• _To be done_: Can you return, unchanged, every line of the data from the one containing "Task: mark each instance of the white ceramic" through the last line, with both ends included?

::::

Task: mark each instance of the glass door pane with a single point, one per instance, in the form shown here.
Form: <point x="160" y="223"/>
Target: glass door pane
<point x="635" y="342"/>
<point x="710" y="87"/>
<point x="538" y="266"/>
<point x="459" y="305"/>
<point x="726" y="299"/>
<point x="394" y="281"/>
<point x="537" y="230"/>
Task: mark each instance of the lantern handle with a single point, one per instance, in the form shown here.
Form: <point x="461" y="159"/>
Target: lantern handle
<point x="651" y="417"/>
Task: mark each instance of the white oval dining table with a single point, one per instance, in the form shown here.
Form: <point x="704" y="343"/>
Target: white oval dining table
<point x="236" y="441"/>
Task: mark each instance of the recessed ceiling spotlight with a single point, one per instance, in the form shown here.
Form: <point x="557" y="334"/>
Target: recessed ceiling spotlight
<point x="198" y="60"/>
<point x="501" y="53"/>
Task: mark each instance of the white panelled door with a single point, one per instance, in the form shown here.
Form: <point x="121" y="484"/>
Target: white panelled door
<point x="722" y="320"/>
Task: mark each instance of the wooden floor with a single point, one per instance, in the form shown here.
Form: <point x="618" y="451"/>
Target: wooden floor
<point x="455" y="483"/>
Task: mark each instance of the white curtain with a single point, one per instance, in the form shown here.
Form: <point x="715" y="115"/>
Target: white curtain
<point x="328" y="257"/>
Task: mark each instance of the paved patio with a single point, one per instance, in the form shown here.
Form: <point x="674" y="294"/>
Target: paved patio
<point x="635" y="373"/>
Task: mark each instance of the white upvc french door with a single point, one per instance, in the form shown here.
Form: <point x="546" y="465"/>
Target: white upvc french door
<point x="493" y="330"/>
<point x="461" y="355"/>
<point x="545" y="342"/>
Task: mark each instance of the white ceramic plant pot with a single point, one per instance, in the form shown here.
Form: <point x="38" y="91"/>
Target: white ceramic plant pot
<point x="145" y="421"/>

::::

• _Output for this task_:
Task: mark each instance of the white ceramic plant pot with a single point, one per instance, in the form shown here.
Form: <point x="38" y="91"/>
Target: white ceramic plant pot
<point x="145" y="421"/>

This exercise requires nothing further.